Box-labeled dataset extracts

-- Start --

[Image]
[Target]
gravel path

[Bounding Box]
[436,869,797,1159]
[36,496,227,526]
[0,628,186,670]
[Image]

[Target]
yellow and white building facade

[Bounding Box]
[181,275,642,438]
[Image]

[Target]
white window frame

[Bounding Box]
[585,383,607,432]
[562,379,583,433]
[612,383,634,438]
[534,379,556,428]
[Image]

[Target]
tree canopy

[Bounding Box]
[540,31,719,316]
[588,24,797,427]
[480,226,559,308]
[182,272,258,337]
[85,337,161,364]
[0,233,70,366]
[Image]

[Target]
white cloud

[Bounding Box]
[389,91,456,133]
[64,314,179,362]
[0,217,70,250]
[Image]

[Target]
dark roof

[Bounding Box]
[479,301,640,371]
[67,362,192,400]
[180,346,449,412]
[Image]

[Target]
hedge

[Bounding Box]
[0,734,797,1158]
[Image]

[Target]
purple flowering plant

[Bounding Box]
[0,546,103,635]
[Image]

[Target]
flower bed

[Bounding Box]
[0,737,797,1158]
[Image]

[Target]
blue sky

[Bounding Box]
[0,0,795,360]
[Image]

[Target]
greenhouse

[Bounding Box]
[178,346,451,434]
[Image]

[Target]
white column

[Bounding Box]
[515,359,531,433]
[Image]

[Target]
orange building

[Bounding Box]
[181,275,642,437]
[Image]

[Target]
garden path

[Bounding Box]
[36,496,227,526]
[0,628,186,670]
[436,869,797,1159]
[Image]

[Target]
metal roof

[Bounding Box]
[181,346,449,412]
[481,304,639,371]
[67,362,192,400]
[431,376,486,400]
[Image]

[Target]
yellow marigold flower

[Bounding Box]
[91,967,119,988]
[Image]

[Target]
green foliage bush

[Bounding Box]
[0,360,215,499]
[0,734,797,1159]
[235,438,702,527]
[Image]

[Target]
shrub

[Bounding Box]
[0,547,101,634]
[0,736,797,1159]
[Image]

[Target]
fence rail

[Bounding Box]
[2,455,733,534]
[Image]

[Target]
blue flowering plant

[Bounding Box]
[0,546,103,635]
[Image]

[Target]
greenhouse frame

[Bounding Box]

-- End --

## Work required
Rewrite the data from its start through the line containing "[181,275,642,437]", replacing "building" with "structure" and leaving all else the same.

## Answer for this exercise
[Image]
[Target]
gravel path

[Bounding Box]
[436,869,797,1159]
[36,496,227,526]
[0,628,186,670]
[Image]

[Target]
yellow and white structure facade

[Bounding Box]
[181,275,642,438]
[Image]

[Target]
white window frame

[Bounding Box]
[585,383,607,432]
[562,379,583,433]
[612,383,634,438]
[534,379,556,428]
[Image]

[Target]
tree canopy

[Bounding Box]
[540,31,719,316]
[588,24,797,427]
[480,226,559,308]
[182,272,258,337]
[85,337,161,364]
[0,233,70,366]
[Image]

[Target]
white cloud

[Bounding Box]
[389,91,456,133]
[64,314,179,362]
[0,217,70,250]
[Image]

[Target]
dark roof

[Bounding Box]
[479,301,640,371]
[67,362,192,400]
[180,346,449,412]
[Image]

[Target]
hedge

[Bounding Box]
[0,734,797,1158]
[Image]

[Target]
purple flowering plant

[Bounding Box]
[0,546,103,635]
[Image]

[Target]
flower bed

[Bounding Box]
[0,737,797,1158]
[Image]

[Target]
blue sky

[Bounding Box]
[0,0,795,360]
[Image]

[Target]
greenhouse

[Bounding Box]
[178,346,451,434]
[Image]

[Target]
white column

[Bounding Box]
[515,359,531,433]
[Image]

[Target]
orange structure

[Bounding Box]
[181,275,642,437]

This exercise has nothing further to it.